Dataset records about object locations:
────────
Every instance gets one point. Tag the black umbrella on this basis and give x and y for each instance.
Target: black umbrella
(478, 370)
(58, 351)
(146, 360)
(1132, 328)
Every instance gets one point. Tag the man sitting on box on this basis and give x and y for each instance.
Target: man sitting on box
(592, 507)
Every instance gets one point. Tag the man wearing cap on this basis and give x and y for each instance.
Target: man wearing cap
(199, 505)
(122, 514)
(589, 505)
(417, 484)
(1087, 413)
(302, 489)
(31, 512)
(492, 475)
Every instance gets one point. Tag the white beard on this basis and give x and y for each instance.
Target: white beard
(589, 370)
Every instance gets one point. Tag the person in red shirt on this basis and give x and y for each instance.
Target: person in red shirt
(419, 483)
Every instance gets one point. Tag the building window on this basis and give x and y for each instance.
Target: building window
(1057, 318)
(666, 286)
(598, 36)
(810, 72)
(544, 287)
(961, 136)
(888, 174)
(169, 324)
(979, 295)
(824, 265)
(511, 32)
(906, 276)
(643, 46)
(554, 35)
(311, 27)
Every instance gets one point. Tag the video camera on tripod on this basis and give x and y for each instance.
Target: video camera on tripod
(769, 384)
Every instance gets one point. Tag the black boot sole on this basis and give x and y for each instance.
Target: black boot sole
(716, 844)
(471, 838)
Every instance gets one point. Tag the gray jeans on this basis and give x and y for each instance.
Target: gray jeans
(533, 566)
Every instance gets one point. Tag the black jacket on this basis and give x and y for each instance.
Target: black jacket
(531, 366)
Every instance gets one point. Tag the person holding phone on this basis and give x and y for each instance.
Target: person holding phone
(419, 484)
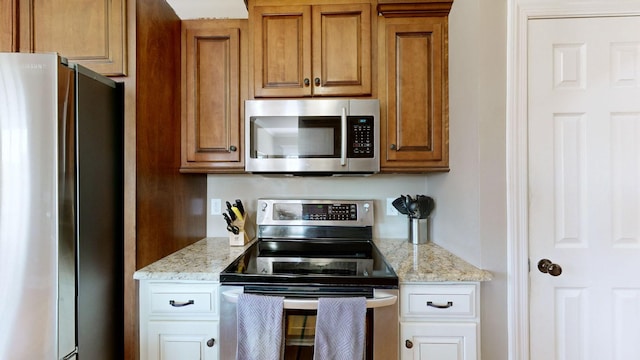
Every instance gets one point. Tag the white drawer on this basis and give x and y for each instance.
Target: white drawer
(438, 300)
(183, 299)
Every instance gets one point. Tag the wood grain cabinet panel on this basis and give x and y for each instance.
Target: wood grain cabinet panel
(415, 117)
(91, 33)
(320, 50)
(212, 126)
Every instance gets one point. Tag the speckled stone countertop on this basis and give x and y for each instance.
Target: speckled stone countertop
(205, 259)
(427, 263)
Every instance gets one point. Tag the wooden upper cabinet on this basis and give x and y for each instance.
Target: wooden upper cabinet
(212, 89)
(414, 96)
(91, 33)
(320, 50)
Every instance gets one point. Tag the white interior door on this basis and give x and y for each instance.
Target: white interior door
(584, 187)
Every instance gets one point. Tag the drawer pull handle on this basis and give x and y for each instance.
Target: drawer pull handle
(439, 306)
(181, 304)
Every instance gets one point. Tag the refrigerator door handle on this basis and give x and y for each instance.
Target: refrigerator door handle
(71, 355)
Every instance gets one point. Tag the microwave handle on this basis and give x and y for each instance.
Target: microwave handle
(343, 144)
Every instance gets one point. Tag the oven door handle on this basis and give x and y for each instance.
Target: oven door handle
(380, 299)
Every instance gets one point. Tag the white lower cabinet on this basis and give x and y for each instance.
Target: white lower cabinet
(184, 340)
(179, 320)
(439, 322)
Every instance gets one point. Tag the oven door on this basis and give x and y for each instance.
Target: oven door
(300, 315)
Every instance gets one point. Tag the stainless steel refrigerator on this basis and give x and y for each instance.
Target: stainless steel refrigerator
(61, 210)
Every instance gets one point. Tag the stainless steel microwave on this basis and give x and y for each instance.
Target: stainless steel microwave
(312, 137)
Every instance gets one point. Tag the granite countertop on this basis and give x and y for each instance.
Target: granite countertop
(205, 259)
(428, 263)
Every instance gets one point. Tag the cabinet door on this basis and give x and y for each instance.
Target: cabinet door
(415, 125)
(282, 51)
(184, 340)
(341, 49)
(438, 341)
(91, 33)
(212, 126)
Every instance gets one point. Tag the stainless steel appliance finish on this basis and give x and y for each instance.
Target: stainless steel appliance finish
(312, 137)
(307, 249)
(61, 221)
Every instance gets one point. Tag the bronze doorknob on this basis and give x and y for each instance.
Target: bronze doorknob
(548, 267)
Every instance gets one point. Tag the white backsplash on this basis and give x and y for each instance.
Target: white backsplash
(249, 188)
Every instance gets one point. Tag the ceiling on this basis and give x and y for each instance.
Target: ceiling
(209, 9)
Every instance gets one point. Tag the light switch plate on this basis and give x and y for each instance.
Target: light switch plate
(216, 207)
(391, 211)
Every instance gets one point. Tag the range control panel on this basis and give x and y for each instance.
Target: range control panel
(314, 211)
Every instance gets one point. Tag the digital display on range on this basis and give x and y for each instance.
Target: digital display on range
(319, 212)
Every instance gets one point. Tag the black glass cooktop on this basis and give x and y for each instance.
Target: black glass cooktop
(325, 263)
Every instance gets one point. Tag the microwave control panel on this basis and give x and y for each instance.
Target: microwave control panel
(360, 137)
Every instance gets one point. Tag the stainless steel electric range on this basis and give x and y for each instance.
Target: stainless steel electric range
(308, 249)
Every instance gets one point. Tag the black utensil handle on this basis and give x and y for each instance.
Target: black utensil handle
(240, 206)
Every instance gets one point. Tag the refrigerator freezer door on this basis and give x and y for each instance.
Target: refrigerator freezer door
(29, 208)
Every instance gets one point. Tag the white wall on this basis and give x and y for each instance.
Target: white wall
(249, 188)
(470, 215)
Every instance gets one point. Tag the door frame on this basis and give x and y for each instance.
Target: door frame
(518, 16)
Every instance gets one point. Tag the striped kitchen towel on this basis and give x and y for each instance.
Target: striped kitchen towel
(340, 329)
(260, 327)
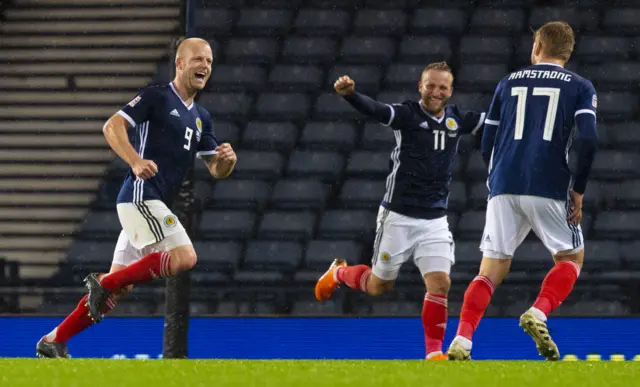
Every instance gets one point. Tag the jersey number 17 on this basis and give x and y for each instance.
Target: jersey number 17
(520, 92)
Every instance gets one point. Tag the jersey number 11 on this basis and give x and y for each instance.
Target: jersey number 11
(520, 92)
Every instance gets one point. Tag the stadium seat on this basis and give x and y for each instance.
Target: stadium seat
(347, 224)
(621, 20)
(362, 193)
(227, 105)
(472, 101)
(372, 22)
(222, 256)
(101, 226)
(617, 225)
(367, 50)
(321, 22)
(427, 21)
(600, 49)
(623, 195)
(328, 135)
(287, 225)
(418, 50)
(315, 164)
(280, 106)
(299, 194)
(315, 308)
(224, 225)
(457, 196)
(478, 196)
(306, 50)
(368, 164)
(320, 253)
(261, 135)
(263, 21)
(480, 78)
(497, 21)
(617, 105)
(295, 78)
(623, 136)
(214, 21)
(251, 51)
(485, 49)
(615, 165)
(332, 105)
(258, 164)
(378, 137)
(226, 77)
(471, 225)
(273, 256)
(403, 76)
(239, 194)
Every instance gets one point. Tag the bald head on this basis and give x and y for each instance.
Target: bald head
(190, 45)
(194, 58)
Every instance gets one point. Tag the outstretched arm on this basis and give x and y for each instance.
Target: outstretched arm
(383, 113)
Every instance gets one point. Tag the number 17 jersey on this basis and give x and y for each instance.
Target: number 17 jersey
(170, 133)
(534, 110)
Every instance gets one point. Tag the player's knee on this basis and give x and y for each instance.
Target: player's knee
(437, 283)
(570, 256)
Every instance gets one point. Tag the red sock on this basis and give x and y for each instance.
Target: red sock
(434, 321)
(355, 277)
(77, 321)
(556, 286)
(152, 266)
(476, 300)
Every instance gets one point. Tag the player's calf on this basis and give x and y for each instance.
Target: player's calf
(434, 312)
(558, 283)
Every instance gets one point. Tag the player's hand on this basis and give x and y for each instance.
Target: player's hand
(575, 216)
(344, 85)
(226, 153)
(144, 169)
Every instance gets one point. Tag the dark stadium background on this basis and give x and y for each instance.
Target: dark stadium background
(311, 171)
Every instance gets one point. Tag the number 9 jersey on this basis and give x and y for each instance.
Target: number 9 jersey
(529, 128)
(170, 133)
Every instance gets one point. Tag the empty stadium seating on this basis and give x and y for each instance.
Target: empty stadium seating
(311, 171)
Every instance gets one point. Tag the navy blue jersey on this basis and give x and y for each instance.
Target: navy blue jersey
(170, 133)
(421, 163)
(529, 129)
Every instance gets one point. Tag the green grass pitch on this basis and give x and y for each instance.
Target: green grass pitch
(281, 373)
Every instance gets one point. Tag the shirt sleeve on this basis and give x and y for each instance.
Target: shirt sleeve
(587, 100)
(473, 122)
(401, 116)
(208, 142)
(140, 108)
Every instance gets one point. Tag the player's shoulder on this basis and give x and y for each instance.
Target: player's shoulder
(204, 113)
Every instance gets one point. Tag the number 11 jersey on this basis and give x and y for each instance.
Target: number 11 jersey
(170, 133)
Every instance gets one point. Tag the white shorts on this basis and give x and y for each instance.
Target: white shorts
(147, 222)
(147, 227)
(125, 254)
(510, 218)
(399, 237)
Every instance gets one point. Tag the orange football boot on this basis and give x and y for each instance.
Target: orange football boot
(327, 284)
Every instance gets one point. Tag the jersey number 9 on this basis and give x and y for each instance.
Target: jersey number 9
(187, 135)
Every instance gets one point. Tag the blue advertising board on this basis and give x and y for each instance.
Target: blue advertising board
(323, 338)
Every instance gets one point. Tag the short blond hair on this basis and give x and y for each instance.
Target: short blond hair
(438, 66)
(557, 39)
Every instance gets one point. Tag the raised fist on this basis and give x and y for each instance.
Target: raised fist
(344, 85)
────────
• [Task objective]:
Please quote nothing but the lines from the line with "Every instance gets one point. Tag the empty" through the end of the data above, exactly as written, ends included.

• [Written answer]:
Every instance gets one point. Tag the empty stadium seating on this basis and give x and y for each instance.
Target: empty stadium seating
(311, 171)
Every instance gets one point. Tag the navy blue jersey on this basis and give x and y for each instance.
Target: navy blue jersey
(170, 133)
(421, 163)
(529, 129)
Every instance gets one point. Tag the green grass pitch on this basis and give x and y for each instance.
Target: green grass pitch
(281, 373)
Every instance gets one point. Tag the shirt sleeve on this basis and give x and y for each instance.
Target: shirt sleeve
(587, 100)
(473, 122)
(401, 116)
(208, 142)
(140, 108)
Every instance gets one point. Tag the player's shoulder on this basis and give x and y for each instance.
Target: player's shoulder
(204, 113)
Every instance gets one point. Tag the number 11 jersey on this basis and give x and y for each instance.
Target: number 11 jersey
(170, 133)
Every instance gets one point. Tag the white shorts on this basis and give x and y for each instance.
Target: white shorts
(147, 222)
(147, 227)
(125, 254)
(510, 218)
(399, 237)
Every instance gets one point. Tag the orange football boot on this basis and give x and y for each instance.
Target: orange football boot
(327, 284)
Every instance gets one point. Tag the jersey number 9 on this basis and give x and y for each instance.
Target: jersey number 9
(187, 135)
Every instance gets one point. Tag the blue advertising board on this basis and give x and y for each instance.
Target: blue advertising board
(323, 338)
Every instance gets one point. Tag the short blond hair on this basis and give x and y for each instance.
Target: short blond hair
(438, 66)
(557, 39)
Every instance gets one point. Tag the raised fist on this basis and give x and y for each instance.
Target: raised fist
(344, 85)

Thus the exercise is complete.